▸ TASK OBJECTIVE
Please count the lines in the material below that contain the string "sink", matching case exactly, and give only the number.

▸ A series of records
────────────────────
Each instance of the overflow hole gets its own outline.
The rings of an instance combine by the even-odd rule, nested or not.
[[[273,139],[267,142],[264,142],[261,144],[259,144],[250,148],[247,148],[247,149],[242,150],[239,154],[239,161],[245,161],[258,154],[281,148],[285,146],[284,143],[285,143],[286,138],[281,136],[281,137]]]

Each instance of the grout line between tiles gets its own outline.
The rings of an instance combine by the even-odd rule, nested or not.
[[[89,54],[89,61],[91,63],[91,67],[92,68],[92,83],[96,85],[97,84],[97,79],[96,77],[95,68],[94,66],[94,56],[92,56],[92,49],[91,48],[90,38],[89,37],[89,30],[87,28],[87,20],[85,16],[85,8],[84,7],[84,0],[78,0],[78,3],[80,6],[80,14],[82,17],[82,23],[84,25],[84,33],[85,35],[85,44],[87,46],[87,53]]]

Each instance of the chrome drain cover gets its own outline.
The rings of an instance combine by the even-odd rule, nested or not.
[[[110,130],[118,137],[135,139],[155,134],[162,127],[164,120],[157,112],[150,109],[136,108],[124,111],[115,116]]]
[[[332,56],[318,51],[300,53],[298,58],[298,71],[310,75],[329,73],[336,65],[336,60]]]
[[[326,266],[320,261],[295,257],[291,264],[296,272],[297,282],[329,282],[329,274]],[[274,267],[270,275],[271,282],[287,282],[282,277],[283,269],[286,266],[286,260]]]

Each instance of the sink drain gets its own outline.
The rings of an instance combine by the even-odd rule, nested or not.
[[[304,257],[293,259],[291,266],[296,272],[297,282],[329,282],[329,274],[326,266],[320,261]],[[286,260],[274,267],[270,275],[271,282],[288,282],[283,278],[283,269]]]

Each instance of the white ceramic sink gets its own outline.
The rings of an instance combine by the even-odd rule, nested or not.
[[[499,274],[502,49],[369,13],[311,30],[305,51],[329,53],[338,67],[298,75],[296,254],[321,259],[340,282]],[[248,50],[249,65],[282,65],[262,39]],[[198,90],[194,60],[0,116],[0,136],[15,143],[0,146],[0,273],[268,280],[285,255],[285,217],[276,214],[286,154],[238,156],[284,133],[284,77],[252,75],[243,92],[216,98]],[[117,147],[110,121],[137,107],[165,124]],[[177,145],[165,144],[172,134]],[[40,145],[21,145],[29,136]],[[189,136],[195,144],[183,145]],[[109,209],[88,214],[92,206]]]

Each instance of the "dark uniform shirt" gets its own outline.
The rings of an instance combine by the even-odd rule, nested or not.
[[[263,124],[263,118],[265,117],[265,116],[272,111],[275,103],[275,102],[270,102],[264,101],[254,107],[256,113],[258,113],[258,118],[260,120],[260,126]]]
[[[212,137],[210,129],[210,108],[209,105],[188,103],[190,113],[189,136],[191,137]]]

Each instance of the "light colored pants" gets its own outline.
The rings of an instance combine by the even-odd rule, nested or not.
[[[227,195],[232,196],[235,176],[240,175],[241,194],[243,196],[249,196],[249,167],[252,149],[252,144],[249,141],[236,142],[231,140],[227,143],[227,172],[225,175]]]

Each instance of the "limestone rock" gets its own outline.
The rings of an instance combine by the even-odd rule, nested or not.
────────────────────
▸ OUTPUT FOR THIS TASK
2